* MATERIAL SHOWN *
--------------------------------

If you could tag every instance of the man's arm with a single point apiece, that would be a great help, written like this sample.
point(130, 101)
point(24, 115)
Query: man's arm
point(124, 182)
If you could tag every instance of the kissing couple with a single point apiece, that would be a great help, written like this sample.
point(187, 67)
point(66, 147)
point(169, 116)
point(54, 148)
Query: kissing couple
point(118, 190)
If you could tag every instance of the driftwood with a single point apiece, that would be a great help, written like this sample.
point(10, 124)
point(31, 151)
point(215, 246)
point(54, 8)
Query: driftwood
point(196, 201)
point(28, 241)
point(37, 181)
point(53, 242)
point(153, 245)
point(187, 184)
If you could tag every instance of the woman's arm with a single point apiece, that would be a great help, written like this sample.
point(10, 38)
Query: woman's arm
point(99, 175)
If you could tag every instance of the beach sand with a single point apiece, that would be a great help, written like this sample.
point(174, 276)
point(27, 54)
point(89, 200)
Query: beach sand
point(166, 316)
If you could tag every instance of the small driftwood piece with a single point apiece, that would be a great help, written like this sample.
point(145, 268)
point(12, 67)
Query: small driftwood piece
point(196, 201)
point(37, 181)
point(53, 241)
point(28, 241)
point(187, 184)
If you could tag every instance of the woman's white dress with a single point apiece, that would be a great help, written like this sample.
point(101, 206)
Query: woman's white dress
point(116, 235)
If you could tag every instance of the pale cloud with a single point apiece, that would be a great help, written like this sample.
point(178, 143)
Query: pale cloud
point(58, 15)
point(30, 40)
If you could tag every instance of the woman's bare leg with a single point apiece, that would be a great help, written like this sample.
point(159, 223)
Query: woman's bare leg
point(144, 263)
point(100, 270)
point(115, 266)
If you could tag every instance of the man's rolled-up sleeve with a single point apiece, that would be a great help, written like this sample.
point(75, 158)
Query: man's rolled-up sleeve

--------------------------------

* PROBLEM *
Rename "Query" to "Label" throughout the rows above, then write out every row again with nothing else altered.

* TASK ANSWER *
If you could tag every instance of the man's arm with a single point apiece, that would be a great help, written like this sample.
point(130, 101)
point(24, 115)
Label: man's arm
point(124, 182)
If you could tag every instance of the kissing couple with a single point apiece, that would be a great help, written like this sample.
point(187, 67)
point(66, 147)
point(169, 116)
point(54, 148)
Label: kissing couple
point(118, 190)
If you could tag every instance of the driftwood with a single point apiece, that would be a great help, written like this sample.
point(10, 124)
point(31, 151)
point(215, 246)
point(54, 8)
Label: driftwood
point(196, 201)
point(28, 241)
point(37, 181)
point(53, 242)
point(153, 245)
point(187, 184)
If you could tag every instance of the woman's arm with a single point apiece, that would be a great help, written like this sample.
point(10, 38)
Label: woman's arm
point(99, 175)
If you could tag every instance of the beach sand with a single point apiece, that would be a great help, written like this sample.
point(174, 276)
point(27, 54)
point(89, 200)
Label: beach sand
point(166, 316)
If you could tag every instance of the small driftwood piece with a single point apiece, that would be a great help, written like this sample.
point(145, 268)
point(12, 67)
Label: small driftwood piece
point(196, 201)
point(37, 181)
point(53, 241)
point(28, 241)
point(187, 184)
If you could tag every instance of the woman's white dress with a single point apiece, that would be a great help, written like this sample.
point(101, 206)
Label: woman's white dress
point(116, 235)
If you could tag every instance of the pale cloud with a single point apiece, that would be a great help, written like this sample.
point(178, 143)
Label: pale cloud
point(58, 15)
point(30, 40)
If you could tag every instance of the woman's bare leg with a single point apiece, that would be a great help, written like this sample.
point(159, 223)
Label: woman's bare leg
point(144, 263)
point(100, 270)
point(115, 266)
If you could tag every instance of the man's rolled-up sleeve with a single point apiece, that would be a great help, written like this sample.
point(75, 158)
Label: man's rolled-up sleeve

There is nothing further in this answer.